*** Data under study ***
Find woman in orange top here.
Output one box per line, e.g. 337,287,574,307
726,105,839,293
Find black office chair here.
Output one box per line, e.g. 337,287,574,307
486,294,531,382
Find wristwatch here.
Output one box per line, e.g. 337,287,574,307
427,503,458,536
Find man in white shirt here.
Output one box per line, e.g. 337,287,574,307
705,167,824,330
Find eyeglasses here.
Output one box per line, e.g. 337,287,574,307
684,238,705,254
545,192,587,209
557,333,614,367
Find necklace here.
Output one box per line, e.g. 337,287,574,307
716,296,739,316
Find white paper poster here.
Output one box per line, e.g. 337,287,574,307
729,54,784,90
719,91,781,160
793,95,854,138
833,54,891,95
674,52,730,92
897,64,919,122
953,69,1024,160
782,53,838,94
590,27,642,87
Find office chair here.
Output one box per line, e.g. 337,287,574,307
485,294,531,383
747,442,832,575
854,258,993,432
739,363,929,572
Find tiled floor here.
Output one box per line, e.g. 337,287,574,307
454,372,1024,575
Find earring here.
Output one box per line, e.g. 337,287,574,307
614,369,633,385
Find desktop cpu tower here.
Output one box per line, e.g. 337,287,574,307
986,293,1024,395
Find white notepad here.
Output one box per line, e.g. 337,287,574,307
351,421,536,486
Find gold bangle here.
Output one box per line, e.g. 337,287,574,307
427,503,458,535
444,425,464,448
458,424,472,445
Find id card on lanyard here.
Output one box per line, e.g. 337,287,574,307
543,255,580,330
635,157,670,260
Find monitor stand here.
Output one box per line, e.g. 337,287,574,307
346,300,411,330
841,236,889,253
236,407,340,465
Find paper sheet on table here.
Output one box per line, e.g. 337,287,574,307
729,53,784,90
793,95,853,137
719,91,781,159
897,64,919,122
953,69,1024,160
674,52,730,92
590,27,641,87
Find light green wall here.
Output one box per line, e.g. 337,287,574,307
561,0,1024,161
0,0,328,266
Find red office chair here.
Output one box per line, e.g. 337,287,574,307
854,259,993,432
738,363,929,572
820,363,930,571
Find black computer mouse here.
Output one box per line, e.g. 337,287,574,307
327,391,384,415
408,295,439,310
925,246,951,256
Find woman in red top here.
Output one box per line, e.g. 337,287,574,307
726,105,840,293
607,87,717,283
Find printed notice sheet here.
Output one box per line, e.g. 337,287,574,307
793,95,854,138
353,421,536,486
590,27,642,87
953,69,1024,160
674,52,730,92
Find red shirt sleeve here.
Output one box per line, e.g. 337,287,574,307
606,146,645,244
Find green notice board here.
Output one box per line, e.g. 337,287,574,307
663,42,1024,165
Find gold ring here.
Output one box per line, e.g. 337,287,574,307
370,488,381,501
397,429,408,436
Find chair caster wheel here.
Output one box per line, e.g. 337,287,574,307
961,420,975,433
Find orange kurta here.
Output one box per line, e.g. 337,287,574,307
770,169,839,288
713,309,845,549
*** End of Data under study ***
**Problem to solve:** Determine how many lines of the listing include the word "office" and report nothing but the number.

**Exercise output:** 3